## Task data
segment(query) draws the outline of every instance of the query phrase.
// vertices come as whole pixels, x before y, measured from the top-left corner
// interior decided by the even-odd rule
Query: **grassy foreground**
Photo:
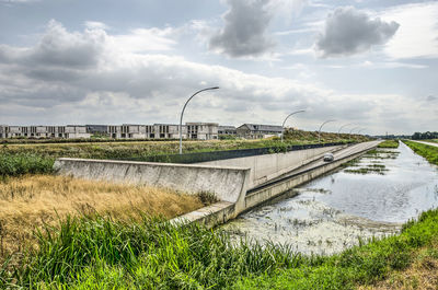
[[[424,156],[430,163],[438,165],[438,147],[427,146],[423,143],[417,143],[414,141],[403,141],[407,144],[415,153]]]
[[[322,142],[348,142],[368,140],[364,136],[321,134]],[[5,140],[8,141],[8,139]],[[46,140],[47,141],[47,140]],[[49,141],[49,140],[48,140]],[[292,144],[318,142],[318,132],[286,131],[285,142],[279,138],[263,140],[210,140],[184,141],[184,152],[211,152],[235,149],[270,147],[285,149]],[[178,141],[112,141],[112,142],[59,142],[59,143],[3,143],[0,146],[0,178],[23,174],[51,173],[57,158],[114,159],[142,161],[153,155],[175,154]],[[275,151],[275,150],[274,150]]]
[[[384,140],[381,142],[378,148],[399,148],[399,141],[397,140]]]
[[[143,212],[170,219],[201,208],[206,201],[145,185],[53,175],[5,178],[0,182],[0,264],[12,253],[23,253],[26,245],[36,245],[35,229],[54,225],[67,216],[100,212],[129,220],[141,219],[139,212]]]
[[[420,250],[438,262],[438,210],[407,222],[400,235],[333,256],[233,245],[219,230],[146,216],[67,218],[37,237],[38,247],[0,267],[1,289],[354,289],[407,269]]]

## Request
Copy out each line of the records above that contains the string "every", treating uppercase and lowercase letters as different.

## Output for this exercise
segment(query) draws the outline of every instance of the query phrase.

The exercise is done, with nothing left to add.